Task instructions ▸
From the first line to the last, return the data exactly as written.

Data extract ▸
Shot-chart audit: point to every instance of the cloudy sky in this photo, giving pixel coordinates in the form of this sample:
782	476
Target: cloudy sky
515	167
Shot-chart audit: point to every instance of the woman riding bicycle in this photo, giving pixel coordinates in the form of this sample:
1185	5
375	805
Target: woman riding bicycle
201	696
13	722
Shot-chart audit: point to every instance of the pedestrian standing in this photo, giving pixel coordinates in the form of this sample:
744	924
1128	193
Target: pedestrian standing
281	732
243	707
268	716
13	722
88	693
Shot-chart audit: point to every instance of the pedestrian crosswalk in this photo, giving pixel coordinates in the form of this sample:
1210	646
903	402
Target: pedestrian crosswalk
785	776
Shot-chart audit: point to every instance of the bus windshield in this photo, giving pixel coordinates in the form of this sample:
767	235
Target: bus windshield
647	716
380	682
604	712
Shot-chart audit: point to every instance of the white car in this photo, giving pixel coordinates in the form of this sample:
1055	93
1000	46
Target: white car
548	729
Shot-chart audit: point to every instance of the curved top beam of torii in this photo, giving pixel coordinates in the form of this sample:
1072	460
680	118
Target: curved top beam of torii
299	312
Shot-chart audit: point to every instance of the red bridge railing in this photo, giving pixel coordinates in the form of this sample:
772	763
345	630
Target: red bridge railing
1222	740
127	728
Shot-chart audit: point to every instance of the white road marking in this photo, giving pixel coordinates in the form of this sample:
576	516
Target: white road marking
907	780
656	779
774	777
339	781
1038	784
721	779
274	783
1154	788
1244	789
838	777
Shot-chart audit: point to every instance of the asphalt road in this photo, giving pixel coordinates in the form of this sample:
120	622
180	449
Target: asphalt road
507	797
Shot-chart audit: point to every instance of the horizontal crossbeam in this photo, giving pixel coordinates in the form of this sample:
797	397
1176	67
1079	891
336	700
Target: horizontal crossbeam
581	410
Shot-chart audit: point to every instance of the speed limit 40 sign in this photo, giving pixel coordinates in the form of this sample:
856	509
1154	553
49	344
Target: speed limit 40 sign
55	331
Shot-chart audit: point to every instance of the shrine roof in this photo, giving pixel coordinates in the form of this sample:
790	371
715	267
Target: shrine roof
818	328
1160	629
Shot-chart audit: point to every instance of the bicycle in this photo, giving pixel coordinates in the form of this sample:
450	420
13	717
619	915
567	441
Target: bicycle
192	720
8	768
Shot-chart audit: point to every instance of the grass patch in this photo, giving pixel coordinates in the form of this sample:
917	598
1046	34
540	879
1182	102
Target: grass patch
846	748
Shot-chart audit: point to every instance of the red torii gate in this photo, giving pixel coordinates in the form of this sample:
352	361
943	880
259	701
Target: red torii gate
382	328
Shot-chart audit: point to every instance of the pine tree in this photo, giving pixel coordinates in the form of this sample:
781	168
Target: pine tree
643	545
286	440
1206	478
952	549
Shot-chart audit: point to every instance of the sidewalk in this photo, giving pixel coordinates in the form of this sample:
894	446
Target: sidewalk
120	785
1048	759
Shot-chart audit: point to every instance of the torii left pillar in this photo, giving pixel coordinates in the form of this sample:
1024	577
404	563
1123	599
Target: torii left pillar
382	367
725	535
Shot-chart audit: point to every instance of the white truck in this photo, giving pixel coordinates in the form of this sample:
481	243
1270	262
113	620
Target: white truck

Output for this task ▸
Shot-chart audit: point to every instance of the cloudy sky in this photo, giving pixel coordinates in the form of this sample:
782	476
Target: cloudy sky
515	167
Shot-chart audit: point to every instance of the woman riding bicycle in this photo, giving pixel coordinates in the form of this sample:
1185	5
375	805
Target: woman riding bicycle
201	696
13	722
Shot-chart audit: point to every instance of the pedestrian standing in this photo, giving pixel coordinates in the form of this sample:
744	924
1128	193
Target: pedestrian standing
281	732
243	707
268	716
13	722
88	693
Shot-chart audit: point to every instance of the pedestrian crosswalk in this photo, giving pixel coordinates in the form of this sample:
1210	646
903	402
Target: pedestrian crosswalk
785	776
Shot-chart audit: point to every instance of the bus windshield in this photo, giving pixel coordinates in the form of this sample:
767	235
Target: bus windshield
647	716
380	682
604	712
Shot-chart audit: point to every instance of the white car in this photo, giving pixel coordinates in the form of this sample:
1055	93
1000	46
Target: white car
548	729
Shot-chart audit: point to every instance of the curved top beam of torii in this photo, giving pixel coordinates in the form of this sample:
1072	460
680	118
Target: curved top beam of torii
299	312
Shot-chart audit: point to every instance of the red bridge railing in this photo, giving pixel coordinates in the form of this sample:
772	763
345	630
Target: red bridge railing
1222	740
127	728
Shot-chart audit: point to every instance of the white road marking in this photo, giving pixel coordinates in the form of this sample:
576	516
Target: white road marking
907	780
656	779
774	777
339	781
1038	784
721	779
274	783
1154	788
1244	789
838	777
Shot-chart audit: point to every instance of the asphalt road in this photo, giving pixel coordinates in the form of this sample:
120	622
180	449
Target: asphalt road
507	797
Shot-chart audit: point to every instance of the horizontal crossbeam in this photo, giving pixel coordinates in the form of this sample:
797	397
1176	67
1079	891
336	700
Target: horizontal crossbeam
581	410
Shot-chart audit: point to every instance of the speed limit 40 sign in this photo, giving pixel coordinates in the form of this sample:
856	509
1154	553
49	344
Target: speed limit 40 sign
55	331
Shot-chart audit: point to every instance of the shrine roof in this photo, giving pixel coordinates in the form of this sample:
790	371
715	267
Target: shrine roof
818	328
1160	629
Shot-chart audit: point to every instance of the bicycle in this photo, giving pixel coordinates in the form of this sample:
450	420
13	717
619	915
567	441
Target: bicycle
192	720
8	768
Shot-chart audit: point to every instance of the grass patch in this photo, giving pixel coordinates in the form of this sample:
917	598
1046	34
540	879
1182	102
Target: grass patch
846	748
Shot-chart audit: point to every instance of the red torii gate in this photo, giving pixel coordinates in the form of this sample:
352	361
943	880
259	701
Target: red torii gate
382	328
Shot-chart audit: point to every instance of the pine tree in this photo, giving pixel coordinates in the form of this sample:
781	168
Target: pine tree
643	545
286	440
1206	478
952	549
Shot-chart audit: point to every instance of the sidewalk in this photo, giving pixel coordinates in the form of this sample:
894	446
Target: sidewalk
120	785
1048	759
Shot-chart audit: point to every instance of the torii left pillar in this photo, giving pixel coordinates in the form of this sample:
1024	577
404	563
1123	599
Target: torii left pillar
382	367
725	535
Shot-chart audit: point to every instance of the white truck in this photo, giving pixel coordinates in the form of this sample:
481	243
1270	262
113	620
Target: white truck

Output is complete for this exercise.